[Extrait choisi]:
'''

Q : Vous avez révélé votre identité transgenre à 18 ans. Est-ce que cela a marqué le début de votre parcours de guérison et d’acceptation de soi, ou votre parcours avait-il commencé avant ?
Saddleback : Avant 18 ans, j’avais en moi un sentiment que je n’arrivais pas à nommer. Je savais que j’étais en désaccord avec la façon dont il me fallait vivre ma vie et me présenter au monde. J’avais l’impression que tout cela m’était étranger, comme si je faisais les choses machinalement sans vraiment vivre.
Ce n’est qu’à 16 ou 17 ans, quand j’ai découvert l’univers des drag queens et que j’ai commencé à porter des vêtements masculins, que j’ai réalisé à quel point j’étais à l’aise avec la masculinité. Quand j’ai eu 18 ans, j’ai su que vivre en tant qu’homme était ce qui me rendait heureux et me rassurait ; c’est alors que j’ai ressenti ce souffle de liberté. Je ne me sentais plus obligé d’adhérer à ces notions de devoir vivre d’une certaine façon. Pour moi, c’était prendre en main les rênes de mon propre avenir. C’est ce que j’ai toujours ressenti, mais je ne pouvais pas en parler aux gens avant de trouver les mots pour le faire.
Q : Comment s’est passée cette « sortie » auprès de votre famille ?
Saddleback : Certains étaient plutôt perplexes et disaient des choses comme : « Oh, ce n’est qu’une phase, tu as toujours été un garçon manqué. » Puis ils ont dû concilier la vision qu’ils avaient de moi et ce qu’ils voulaient pour moi, comme grandir et me marier en tant que femme. Ils ont donc dû se réconcilier avec eux-mêmes.
Mais faire mon coming out à Nohkom, aujourd’hui décédée, fut un moment privilégié, car elle m’a simplement dit : « Je te reconnais maintenant. » Elle comprenait pourquoi j’avais grandi comme je l’avais fait, pourquoi je suivais certaines directions. Elle a toujours été présente à mes côtés sans jamais me poser de questions. Elle a su toucher mon esprit et mon être en me disant ce que j’avais besoin d’entendre à ce moment-là. Cette reconnaissance de la personne que j’étais m’a rempli de joie. C’est alors que j’ai trouvé ma voie et su ce qui me rendait heureux.
Q : Avez-vous pris conscience de cette réalité par vous-même, ou d’autres personnes vous ont-elles aidé à trouver votre voie ?
Saddleback : Quand j’ai entrepris de faire la paix avec moi-même, c’était un cheminement personnel. J’ai dû prendre du recul, me poser les bonnes questions et m’autoriser à explorer de nouvelles voies. J’ai essayé le bandage de la poitrine et le port de vêtements masculins, ce qui m’a aidé à sortir de ma chambre et à circuler dans la maison sans que personne ne sourcille.

'''

[Extraits d'un jeu de données d'annotation par points]:
'''

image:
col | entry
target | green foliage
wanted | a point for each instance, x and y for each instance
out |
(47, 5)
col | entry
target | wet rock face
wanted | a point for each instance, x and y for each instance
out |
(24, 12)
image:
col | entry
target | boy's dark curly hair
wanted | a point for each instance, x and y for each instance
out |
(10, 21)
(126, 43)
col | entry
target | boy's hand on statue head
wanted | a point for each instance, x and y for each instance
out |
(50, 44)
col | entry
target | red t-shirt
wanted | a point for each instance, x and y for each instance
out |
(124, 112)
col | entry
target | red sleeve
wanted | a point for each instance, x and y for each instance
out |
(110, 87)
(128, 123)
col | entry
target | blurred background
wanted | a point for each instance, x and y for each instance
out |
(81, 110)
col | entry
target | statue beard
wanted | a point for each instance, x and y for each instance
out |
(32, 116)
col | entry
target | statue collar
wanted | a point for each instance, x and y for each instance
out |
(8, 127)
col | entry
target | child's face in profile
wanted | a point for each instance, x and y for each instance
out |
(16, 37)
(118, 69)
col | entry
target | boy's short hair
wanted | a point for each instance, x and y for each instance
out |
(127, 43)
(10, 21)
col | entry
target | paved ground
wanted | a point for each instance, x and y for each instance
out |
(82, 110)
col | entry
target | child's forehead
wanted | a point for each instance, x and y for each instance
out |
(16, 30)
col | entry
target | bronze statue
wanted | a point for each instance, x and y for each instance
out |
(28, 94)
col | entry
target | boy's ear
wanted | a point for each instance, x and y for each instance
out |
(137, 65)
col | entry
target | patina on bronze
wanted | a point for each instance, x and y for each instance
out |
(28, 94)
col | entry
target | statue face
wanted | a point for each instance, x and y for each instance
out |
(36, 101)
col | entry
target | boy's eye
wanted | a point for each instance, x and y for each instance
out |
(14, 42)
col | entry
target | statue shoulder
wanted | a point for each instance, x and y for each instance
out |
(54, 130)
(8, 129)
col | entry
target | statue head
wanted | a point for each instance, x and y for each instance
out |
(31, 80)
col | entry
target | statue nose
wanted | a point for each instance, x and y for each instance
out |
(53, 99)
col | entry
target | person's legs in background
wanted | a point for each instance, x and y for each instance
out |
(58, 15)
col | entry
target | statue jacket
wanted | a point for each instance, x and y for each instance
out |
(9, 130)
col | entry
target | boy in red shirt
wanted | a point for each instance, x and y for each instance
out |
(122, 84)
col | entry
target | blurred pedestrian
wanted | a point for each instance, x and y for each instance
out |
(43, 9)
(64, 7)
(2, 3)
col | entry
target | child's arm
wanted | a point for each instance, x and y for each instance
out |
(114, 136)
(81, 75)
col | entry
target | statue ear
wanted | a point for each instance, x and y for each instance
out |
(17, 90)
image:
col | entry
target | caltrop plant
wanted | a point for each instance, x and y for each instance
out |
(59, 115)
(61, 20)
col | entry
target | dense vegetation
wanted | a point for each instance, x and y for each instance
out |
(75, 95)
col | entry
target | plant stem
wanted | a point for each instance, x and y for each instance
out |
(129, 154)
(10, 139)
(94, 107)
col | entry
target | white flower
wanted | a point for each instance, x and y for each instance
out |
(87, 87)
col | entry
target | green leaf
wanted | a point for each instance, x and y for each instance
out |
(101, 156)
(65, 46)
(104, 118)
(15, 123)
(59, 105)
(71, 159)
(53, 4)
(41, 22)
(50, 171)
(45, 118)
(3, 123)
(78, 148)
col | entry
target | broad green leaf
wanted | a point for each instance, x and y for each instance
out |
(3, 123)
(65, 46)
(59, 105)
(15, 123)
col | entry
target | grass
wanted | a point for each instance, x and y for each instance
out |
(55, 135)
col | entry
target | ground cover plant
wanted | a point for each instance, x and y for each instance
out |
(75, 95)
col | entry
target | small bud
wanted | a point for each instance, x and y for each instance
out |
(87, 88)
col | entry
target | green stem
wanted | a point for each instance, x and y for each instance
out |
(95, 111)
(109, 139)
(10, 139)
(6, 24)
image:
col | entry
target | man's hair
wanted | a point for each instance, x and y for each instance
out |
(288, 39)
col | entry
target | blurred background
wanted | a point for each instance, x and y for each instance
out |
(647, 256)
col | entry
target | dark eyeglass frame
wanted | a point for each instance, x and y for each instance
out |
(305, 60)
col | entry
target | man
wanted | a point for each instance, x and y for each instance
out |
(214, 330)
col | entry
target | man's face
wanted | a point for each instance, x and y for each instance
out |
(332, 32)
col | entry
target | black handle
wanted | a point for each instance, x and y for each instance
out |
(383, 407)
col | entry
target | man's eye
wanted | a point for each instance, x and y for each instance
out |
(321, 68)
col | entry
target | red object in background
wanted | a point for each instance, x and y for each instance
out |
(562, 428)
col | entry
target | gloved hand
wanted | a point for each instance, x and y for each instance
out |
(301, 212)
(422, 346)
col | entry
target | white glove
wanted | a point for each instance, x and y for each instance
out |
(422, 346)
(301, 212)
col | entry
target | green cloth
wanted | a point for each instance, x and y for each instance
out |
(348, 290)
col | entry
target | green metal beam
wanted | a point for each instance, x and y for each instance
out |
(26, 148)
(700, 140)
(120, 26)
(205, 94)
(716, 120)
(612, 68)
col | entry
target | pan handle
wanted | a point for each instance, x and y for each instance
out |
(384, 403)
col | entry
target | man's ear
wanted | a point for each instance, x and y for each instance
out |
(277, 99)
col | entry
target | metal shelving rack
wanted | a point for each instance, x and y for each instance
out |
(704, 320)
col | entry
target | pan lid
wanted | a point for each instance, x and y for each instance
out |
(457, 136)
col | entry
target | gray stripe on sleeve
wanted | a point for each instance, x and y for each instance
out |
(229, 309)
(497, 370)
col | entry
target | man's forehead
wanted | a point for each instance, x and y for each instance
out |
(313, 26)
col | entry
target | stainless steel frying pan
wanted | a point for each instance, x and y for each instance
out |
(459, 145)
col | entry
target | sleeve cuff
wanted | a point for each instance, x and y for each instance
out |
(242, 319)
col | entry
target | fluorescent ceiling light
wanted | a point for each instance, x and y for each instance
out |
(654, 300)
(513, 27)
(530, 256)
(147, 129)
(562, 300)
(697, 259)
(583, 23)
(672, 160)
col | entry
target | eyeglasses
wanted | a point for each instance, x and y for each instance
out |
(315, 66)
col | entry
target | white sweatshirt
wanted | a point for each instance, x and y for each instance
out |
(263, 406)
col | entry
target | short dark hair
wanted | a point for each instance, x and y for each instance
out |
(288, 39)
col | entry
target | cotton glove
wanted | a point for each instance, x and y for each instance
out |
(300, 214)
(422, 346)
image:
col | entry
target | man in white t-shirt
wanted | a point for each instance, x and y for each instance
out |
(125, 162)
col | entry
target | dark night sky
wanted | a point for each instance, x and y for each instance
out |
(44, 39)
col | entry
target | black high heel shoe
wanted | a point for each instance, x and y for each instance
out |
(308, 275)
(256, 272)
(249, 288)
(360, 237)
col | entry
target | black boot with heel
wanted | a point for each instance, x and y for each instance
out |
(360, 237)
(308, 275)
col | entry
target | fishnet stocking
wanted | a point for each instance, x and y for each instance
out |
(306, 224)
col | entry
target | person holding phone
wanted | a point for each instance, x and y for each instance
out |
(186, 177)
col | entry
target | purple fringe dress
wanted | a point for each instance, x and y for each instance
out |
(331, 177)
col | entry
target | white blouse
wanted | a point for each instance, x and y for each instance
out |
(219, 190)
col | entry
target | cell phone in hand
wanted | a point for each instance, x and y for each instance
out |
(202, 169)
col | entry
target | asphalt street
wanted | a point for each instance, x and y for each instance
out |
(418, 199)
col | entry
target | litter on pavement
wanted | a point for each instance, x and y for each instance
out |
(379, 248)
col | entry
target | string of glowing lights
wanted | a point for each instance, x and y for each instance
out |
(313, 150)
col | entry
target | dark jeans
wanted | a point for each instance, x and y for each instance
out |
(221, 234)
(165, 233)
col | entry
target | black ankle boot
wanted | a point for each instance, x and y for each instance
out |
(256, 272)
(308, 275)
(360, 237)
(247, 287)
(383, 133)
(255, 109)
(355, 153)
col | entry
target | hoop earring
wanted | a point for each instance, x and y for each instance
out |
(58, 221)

'''

[Consigne]:
Poursuivez l'entretien avec Saddleback en reprenant juste après sa dernière phrase.

[Réponse]:
Je sais maintenant que je peux avancer avec confiance et dire : voilà qui je suis, voilà où j’ai été et voilà où je vais.
Q : Quand vous avez trouvé votre voie, qu’est-ce qui vous a poussé à aider les autres à trouver la leur ?
Saddleback : À l’école primaire comme à l’école secondaire, j’ai connu l’intimidation, l’isolement et la dépression, et je souhaitais éviter à d’autres de vivre la même chose. Je voulais épargner à des membres de la communauté de devoir demander aux anciens et aux gardiens du savoir pourquoi ils étaient différents des autres.
Lorsque je réfléchis à la façon de donner du pouvoir aux individus, je réalise que nous sommes tous en train de guérir collectivement. Non seulement au sein des communautés autochtones, mais aussi dans toute l’île de Turtle. Nous sommes tous en train de guérir des traumatismes du passé et des divergences de points de vue de nos ancêtres, qui ont abouti à la violence. Je veux simplement créer un monde meilleur – un espace où les gens peuvent être libres et grandir dans un milieu où l’on accepte leurs identités multiples, un milieu où ils peuvent bénéficier de toute la bonté dont ils ont besoin pour être pleinement et librement eux-mêmes. Je veux que d’autres puissent avoir dans leur vie quelqu’un qui leur dise ce que feu Nohkom m’a dit : Je te vois, je t’accepte et je t’aime.
Q : Comment votre travail aide-t-il les autres ?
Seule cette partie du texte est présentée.